To-do item >> Collect each line in the records below that contains the string "positive", and reproduce every such line in full.

Dataset >>
[Start of section]
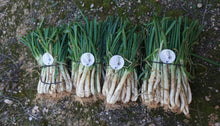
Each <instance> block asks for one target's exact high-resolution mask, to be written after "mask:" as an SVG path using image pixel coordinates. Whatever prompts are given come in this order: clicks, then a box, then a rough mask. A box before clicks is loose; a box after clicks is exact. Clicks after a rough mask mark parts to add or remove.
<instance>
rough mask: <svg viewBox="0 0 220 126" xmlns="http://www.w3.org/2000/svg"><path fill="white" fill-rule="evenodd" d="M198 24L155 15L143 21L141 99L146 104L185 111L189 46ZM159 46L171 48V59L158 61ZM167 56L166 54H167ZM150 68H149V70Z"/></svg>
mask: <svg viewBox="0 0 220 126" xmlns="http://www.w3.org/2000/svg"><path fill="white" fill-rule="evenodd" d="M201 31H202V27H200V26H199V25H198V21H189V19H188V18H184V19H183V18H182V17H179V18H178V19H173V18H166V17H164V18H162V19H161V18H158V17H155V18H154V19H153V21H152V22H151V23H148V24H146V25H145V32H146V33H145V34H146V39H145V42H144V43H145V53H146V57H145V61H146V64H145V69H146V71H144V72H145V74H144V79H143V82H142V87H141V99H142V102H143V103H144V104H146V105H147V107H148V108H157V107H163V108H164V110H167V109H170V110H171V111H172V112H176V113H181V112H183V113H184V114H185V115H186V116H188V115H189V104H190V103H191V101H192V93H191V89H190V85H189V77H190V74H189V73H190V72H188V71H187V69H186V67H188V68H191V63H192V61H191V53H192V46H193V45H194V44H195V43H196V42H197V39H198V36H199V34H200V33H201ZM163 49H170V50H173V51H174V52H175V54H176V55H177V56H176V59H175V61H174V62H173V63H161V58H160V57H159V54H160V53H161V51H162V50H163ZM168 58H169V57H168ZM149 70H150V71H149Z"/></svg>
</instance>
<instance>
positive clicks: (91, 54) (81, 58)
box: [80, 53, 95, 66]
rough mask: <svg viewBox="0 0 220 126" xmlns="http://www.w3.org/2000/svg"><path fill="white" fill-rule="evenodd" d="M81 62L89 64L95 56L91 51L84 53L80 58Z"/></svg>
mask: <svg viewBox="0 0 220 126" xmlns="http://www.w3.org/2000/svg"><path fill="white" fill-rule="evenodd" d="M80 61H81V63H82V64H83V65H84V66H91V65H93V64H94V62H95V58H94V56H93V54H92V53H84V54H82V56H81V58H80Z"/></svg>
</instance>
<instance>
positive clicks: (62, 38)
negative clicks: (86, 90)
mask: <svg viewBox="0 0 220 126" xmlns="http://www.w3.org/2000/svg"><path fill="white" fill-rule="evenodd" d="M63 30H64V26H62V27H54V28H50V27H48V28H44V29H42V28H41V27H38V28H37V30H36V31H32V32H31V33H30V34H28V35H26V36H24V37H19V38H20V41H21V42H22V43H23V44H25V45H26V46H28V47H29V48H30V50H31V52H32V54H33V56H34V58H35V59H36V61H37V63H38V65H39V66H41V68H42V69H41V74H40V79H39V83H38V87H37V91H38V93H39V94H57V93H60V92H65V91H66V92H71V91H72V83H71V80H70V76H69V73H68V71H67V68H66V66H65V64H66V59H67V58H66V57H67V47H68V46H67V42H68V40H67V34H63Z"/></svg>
[End of section]
[Start of section]
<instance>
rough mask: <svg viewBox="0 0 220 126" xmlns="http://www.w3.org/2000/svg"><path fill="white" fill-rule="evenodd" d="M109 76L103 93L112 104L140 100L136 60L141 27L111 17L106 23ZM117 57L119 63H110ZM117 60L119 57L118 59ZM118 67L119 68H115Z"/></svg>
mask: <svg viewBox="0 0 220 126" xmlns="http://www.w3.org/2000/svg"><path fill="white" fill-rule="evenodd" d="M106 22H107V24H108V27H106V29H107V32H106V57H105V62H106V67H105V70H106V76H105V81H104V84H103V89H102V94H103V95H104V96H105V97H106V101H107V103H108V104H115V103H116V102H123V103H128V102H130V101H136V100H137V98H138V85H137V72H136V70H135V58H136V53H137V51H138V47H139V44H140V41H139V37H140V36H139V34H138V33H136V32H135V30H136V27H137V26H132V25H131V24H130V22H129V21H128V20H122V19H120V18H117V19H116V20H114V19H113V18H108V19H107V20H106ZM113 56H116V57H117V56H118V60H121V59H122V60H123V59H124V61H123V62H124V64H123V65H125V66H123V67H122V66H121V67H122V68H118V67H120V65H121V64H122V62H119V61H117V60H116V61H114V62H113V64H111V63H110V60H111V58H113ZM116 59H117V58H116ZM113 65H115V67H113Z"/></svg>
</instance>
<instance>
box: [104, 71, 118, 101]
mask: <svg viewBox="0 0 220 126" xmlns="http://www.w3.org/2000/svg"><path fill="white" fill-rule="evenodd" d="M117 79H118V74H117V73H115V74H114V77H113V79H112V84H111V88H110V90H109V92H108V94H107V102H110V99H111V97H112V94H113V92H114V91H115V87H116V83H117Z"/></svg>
[End of section]
Written answer >>
positive clicks: (91, 54) (81, 58)
positive clicks: (62, 38)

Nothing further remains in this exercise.